- [Tarefas]
A: De acordo com o texto sobre as câmeras da Flock Safety, a polícia de qual condado recebeu a diretriz de silêncio?
B: Por favor, liste todas as expressões que aparecem entre aspas no texto sobre as câmeras da Flock Safety.
C: Prossiga com o texto sobre as câmeras da Flock Safety a partir da última frase apresentada.

- [Texto]
Uma diretriz formal para a polícia do condado de Wapello, em Iowa, nos Estados Unidos, estabelece uma regra de silêncio. O documento, que regula o uso de câmeras de leitura automatizada de placas de veículos (ALPR) da startup Flock Safety, é explícito: “NÃO MENCIONE O USO DE ALPR AOS OCUPANTES DO VEÍCULO” e “NÃO MENCIONE O USO DE ALPR EM SEU RELATÓRIO OU QUEIXA, A MENOS QUE ABSOLUTAMENTE NECESSÁRIO”.

O que poderia ser uma nota de rodapé sobre procedimentos em uma jurisdição rural americana é, na verdade, um sintoma de um fenômeno muito mais amplo: a adoção de tecnologias de vigilância em massa por forças de segurança sob um manto de opacidade. A questão central não é apenas o uso da ferramenta, mas a política deliberada de escondê-la do escrutínio público e judicial, minando a transparência e o devido processo legal.

Ocultação por Padrão

A Flock Safety opera um modelo de “vigilância como serviço”, instalando redes de câmeras que capturam placas de veículos e as cruzam com bancos de dados de carros roubados ou associados a crimes. A eficácia da plataforma reside em sua escala, criando um mapa em tempo real dos deslocamentos de veículos. A política de sigilo de Wapello, no entanto, sugere uma estratégia para evitar que a origem de uma pista investigativa seja questionada em tribunal.

Essa tática não é nova. Conforme aponta a reportagem, ela ecoa a controvérsia em torno dos “IMSI-catchers” (como o popular modelo Stingray), dispositivos que simulam torres de celular para rastrear telefones. Por anos, agências policiais americanas utilizaram a chamada “construção paralela”: após localizar um suspeito com o Stingray, criavam uma justificativa alternativa e plausível para a abordagem, ocultando o método de vigilância original dos advogados de defesa e dos juízes.

- [Informações]
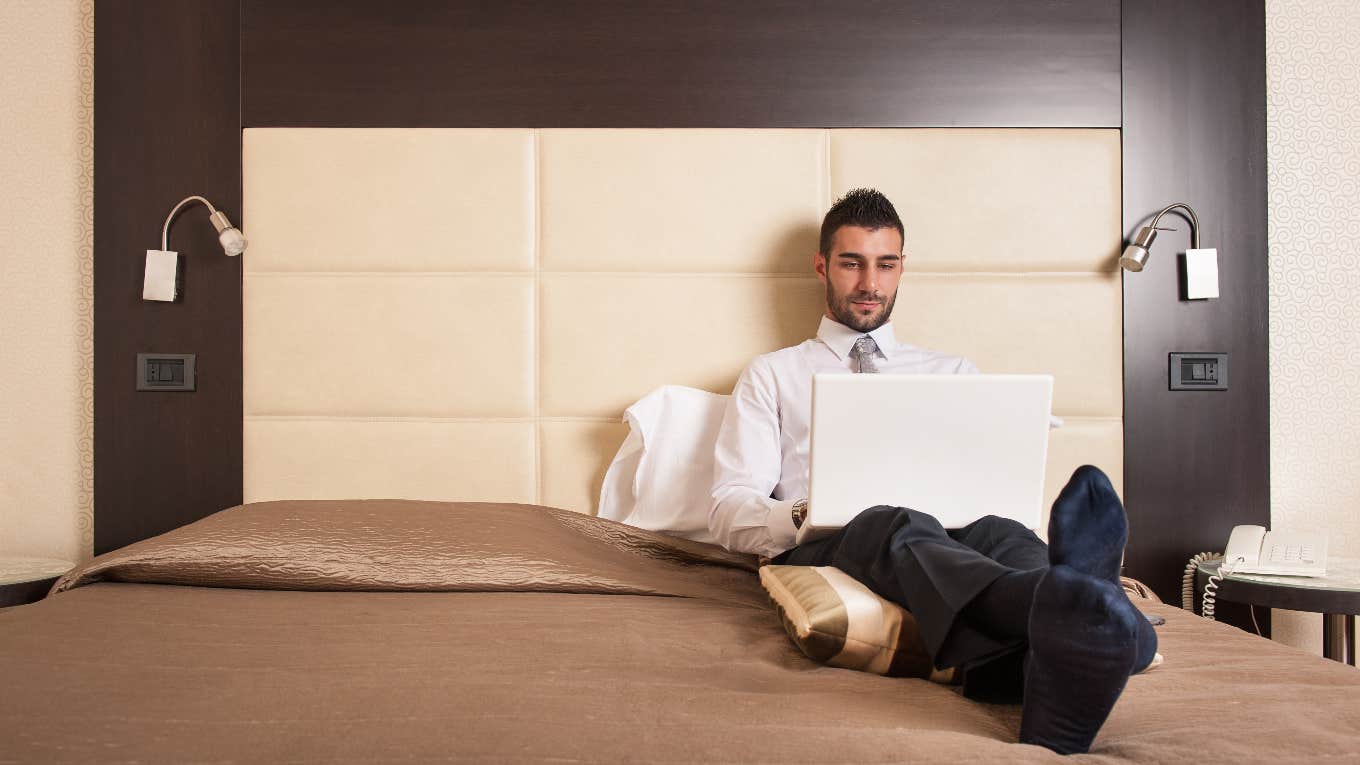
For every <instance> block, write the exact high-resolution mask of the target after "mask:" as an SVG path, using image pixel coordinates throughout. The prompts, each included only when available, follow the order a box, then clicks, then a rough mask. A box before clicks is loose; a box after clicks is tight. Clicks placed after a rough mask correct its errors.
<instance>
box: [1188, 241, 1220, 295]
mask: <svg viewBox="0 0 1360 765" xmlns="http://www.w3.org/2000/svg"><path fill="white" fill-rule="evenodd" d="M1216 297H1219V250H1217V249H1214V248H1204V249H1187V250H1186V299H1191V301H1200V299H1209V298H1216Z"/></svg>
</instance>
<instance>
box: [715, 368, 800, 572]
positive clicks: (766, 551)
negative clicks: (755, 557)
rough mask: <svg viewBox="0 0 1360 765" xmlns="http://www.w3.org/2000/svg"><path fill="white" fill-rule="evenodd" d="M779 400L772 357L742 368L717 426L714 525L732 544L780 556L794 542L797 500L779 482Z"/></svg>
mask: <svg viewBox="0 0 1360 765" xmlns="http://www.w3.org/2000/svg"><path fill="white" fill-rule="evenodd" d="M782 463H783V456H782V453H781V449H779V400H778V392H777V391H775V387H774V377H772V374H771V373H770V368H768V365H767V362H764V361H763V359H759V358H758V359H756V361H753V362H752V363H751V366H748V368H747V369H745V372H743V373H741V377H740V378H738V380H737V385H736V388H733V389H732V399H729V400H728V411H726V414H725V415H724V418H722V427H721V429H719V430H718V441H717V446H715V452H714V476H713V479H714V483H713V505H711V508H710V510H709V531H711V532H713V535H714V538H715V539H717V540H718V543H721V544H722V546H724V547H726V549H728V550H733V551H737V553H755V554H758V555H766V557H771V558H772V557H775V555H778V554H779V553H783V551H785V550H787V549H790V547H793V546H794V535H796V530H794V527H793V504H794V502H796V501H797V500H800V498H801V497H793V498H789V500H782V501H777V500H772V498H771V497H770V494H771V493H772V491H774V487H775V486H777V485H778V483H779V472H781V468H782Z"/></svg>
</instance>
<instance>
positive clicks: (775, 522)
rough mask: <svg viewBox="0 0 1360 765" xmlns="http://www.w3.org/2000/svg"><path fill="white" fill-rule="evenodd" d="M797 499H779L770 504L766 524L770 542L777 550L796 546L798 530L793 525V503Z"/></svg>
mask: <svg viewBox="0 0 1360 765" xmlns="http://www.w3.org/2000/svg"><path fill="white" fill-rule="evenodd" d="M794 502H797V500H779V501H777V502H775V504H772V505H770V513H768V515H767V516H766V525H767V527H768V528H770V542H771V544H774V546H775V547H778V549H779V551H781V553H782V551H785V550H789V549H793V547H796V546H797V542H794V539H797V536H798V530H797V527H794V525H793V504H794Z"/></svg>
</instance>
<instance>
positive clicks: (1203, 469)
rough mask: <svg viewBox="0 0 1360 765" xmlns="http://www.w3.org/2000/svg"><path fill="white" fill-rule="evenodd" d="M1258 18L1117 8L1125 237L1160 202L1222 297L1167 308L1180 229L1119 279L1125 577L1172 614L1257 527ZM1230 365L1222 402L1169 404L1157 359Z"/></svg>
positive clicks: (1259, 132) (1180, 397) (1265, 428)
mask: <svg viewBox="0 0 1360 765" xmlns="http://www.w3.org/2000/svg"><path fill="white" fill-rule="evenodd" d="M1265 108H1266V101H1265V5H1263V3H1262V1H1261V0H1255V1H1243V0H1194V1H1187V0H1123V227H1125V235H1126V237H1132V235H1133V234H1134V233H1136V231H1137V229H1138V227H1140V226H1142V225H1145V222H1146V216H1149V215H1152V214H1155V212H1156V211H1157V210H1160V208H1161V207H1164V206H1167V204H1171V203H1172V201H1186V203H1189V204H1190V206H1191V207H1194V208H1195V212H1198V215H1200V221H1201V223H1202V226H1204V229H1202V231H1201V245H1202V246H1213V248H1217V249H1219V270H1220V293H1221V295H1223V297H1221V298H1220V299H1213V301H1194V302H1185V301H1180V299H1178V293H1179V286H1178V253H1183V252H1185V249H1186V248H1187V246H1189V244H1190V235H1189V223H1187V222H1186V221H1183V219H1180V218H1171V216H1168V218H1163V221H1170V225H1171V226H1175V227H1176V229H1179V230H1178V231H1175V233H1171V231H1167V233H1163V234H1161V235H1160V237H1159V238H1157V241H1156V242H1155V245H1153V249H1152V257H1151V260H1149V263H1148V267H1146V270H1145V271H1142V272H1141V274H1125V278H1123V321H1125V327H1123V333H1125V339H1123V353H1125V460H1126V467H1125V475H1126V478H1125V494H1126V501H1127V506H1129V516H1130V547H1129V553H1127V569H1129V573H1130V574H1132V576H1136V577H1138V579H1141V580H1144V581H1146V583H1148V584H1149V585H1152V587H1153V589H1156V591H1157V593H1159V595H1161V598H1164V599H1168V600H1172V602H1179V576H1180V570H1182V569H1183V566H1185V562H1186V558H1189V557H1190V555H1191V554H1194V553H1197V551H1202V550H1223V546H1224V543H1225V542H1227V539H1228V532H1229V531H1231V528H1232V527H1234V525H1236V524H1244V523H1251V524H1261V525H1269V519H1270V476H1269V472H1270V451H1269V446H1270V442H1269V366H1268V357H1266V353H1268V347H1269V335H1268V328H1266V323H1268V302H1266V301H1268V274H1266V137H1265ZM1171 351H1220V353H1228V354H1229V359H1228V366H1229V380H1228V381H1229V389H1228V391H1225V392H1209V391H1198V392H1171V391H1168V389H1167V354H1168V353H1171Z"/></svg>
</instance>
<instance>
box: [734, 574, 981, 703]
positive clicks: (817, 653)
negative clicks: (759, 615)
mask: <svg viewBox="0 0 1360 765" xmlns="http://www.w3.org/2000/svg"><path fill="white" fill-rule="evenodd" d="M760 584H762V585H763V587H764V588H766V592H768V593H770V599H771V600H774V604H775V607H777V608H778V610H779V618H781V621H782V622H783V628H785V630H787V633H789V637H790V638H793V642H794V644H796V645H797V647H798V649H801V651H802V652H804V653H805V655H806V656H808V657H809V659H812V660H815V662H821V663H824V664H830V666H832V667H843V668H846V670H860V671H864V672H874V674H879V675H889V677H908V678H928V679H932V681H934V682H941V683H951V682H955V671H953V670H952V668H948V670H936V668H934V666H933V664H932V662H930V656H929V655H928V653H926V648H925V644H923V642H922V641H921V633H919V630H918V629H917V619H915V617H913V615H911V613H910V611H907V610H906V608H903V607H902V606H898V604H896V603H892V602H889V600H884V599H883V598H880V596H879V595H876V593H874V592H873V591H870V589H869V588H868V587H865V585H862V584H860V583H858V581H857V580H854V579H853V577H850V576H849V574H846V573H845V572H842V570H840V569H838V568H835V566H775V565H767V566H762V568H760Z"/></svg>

* * *

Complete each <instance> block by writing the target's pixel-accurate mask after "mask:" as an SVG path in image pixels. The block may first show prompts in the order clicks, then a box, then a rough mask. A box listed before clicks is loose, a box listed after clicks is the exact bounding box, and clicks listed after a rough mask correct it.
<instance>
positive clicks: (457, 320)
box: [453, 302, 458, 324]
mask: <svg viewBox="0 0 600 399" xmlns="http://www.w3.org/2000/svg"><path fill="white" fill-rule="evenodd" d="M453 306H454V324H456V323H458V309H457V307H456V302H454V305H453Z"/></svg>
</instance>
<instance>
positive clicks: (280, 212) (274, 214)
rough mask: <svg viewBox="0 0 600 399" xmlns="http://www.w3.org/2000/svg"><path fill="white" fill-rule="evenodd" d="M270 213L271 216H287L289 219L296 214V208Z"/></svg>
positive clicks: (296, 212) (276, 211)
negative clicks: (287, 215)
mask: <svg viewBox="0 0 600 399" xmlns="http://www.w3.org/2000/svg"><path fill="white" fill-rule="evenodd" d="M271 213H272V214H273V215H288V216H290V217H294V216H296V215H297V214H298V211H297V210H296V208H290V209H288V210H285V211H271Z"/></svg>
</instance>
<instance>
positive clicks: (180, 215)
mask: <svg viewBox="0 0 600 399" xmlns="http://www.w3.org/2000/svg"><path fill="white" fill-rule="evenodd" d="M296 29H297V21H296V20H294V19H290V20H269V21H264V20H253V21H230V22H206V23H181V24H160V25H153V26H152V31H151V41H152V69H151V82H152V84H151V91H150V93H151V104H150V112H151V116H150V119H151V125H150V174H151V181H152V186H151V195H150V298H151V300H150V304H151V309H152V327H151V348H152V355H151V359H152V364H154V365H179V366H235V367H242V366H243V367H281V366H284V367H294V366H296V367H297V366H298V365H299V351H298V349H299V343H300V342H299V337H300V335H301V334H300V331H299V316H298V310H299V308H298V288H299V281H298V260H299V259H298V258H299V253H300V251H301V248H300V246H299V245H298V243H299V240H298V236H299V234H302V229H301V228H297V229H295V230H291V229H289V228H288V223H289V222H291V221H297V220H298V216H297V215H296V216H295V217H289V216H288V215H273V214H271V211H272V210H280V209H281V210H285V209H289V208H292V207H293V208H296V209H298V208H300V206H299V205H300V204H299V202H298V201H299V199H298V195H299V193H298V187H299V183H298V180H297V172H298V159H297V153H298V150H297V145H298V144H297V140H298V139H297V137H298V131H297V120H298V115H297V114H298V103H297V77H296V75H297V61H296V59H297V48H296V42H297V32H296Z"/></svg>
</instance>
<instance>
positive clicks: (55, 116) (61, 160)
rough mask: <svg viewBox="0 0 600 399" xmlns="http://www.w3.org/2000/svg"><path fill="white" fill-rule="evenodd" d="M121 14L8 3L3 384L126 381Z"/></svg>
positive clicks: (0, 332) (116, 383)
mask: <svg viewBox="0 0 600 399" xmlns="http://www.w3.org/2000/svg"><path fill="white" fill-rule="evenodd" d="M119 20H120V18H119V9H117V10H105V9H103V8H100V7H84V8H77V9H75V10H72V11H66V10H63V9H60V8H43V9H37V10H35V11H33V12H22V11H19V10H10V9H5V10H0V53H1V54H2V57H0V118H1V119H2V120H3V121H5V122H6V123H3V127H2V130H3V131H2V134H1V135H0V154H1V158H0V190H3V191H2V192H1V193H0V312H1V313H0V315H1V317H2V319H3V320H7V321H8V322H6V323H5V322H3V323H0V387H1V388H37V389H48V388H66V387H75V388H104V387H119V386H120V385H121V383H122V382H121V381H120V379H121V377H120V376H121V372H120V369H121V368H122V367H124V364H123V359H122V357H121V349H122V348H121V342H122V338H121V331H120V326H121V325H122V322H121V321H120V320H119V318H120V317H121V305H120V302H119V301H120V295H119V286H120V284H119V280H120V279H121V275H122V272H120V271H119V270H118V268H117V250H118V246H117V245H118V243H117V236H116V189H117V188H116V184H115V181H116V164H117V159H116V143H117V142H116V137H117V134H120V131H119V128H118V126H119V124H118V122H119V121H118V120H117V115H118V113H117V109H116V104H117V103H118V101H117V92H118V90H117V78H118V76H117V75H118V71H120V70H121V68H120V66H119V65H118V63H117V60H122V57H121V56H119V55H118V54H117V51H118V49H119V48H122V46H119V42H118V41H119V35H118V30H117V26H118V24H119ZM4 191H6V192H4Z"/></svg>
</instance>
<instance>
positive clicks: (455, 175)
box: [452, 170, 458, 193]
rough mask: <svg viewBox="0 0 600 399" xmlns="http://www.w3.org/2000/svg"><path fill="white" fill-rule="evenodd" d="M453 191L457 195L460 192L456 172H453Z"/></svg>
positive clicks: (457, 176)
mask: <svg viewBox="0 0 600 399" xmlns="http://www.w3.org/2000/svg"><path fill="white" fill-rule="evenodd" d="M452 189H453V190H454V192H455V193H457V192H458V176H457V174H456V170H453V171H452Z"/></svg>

==

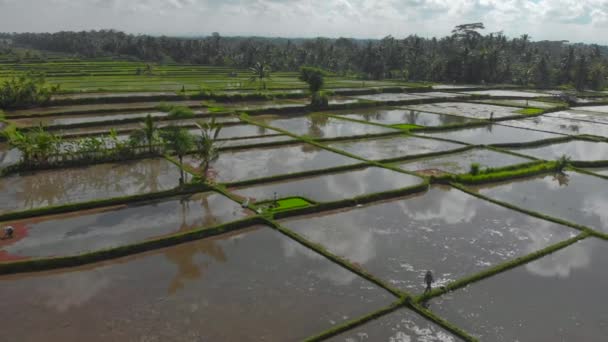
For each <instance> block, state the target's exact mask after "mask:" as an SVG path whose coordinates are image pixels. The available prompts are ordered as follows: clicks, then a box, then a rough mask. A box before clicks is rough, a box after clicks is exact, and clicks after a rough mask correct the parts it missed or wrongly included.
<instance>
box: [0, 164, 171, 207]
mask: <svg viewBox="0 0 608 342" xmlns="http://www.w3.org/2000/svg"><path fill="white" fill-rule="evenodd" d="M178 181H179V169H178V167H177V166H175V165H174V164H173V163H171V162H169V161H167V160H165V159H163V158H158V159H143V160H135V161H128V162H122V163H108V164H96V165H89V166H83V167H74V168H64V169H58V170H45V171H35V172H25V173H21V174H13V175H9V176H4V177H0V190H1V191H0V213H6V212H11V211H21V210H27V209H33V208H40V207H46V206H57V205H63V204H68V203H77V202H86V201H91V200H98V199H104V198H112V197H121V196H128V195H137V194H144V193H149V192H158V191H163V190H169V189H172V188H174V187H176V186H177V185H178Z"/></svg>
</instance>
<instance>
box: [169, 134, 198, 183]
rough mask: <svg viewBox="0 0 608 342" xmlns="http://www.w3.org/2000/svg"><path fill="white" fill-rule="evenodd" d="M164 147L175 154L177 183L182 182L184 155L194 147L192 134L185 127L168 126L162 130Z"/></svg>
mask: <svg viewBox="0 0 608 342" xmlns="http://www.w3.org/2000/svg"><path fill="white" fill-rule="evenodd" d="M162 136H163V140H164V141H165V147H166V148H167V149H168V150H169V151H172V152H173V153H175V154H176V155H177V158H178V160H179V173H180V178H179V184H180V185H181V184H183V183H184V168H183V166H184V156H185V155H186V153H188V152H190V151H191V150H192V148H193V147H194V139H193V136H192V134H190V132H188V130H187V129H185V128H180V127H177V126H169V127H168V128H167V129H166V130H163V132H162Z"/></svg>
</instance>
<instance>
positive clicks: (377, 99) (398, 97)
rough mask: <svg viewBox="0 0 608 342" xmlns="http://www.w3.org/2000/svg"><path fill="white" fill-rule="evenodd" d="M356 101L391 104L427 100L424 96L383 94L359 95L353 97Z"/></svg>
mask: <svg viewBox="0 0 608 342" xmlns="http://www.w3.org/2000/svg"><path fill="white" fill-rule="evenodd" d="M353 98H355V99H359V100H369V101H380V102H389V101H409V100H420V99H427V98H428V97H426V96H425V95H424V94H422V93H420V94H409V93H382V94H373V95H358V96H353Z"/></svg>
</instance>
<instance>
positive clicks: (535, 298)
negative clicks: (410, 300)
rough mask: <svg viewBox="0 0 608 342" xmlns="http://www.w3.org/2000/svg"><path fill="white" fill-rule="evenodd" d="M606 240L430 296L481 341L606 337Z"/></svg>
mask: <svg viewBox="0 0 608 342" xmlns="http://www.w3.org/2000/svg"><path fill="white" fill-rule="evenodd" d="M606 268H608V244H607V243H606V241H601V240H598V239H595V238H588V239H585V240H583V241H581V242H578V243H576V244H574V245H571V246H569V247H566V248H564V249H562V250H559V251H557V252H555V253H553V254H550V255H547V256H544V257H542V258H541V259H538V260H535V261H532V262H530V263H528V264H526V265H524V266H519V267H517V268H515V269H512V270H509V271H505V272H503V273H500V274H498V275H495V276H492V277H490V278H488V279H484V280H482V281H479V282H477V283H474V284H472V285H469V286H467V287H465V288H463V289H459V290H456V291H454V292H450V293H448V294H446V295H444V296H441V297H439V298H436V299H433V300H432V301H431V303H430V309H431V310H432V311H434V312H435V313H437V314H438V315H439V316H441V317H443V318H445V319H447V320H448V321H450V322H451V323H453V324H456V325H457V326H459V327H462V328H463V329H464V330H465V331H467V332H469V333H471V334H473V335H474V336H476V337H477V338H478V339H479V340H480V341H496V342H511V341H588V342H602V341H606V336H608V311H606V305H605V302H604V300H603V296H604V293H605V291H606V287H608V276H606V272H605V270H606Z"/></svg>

- [Respostas]
A: A polícia do condado de Wapello, em Iowa, nos Estados Unidos.

B:
- NÃO MENCIONE O USO DE ALPR AOS OCUPANTES DO VEÍCULO
- NÃO MENCIONE O USO DE ALPR EM SEU RELATÓRIO OU QUEIXA, A MENOS QUE ABSOLUTAMENTE NECESSÁRIO
- vigilância como serviço
- IMSI-catchers
- construção paralela

C:
A Ilusão da Transparência

O sigilo institucionalizado em torno de ferramentas como as da Flock cria um desequilíbrio fundamental. De um lado, empresas de tecnologia e agências governamentais expandem rapidamente a infraestrutura de vigilância. Do outro, o cidadão e o próprio sistema de Justiça ficam no escuro sobre como as evidências são coletadas, qual a margem de erro dessas tecnologias e qual o potencial para abuso ou vigilância generalizada de pessoas inocentes.

A recomendação para não registrar o uso da tecnologia em relatórios oficiais é particularmente preocupante. Ela impede a formação de uma base de dados que permitiria a legisladores, jornalistas e à sociedade civil avaliar a real efetividade e os custos sociais da ferramenta. Sem dados e sem transparência, o debate público sobre o balanço entre segurança e privacidade torna-se impossível, normalizando um estado de vigilância que opera nas sombras.

O caso de Wapello ilustra que a fronteira da privacidade não está sendo erodida apenas pela tecnologia em si, mas pelas políticas que governam seu uso. Quando a regra é esconder, a ferramenta de investigação se aproxima perigosamente de um instrumento de poder sem controle.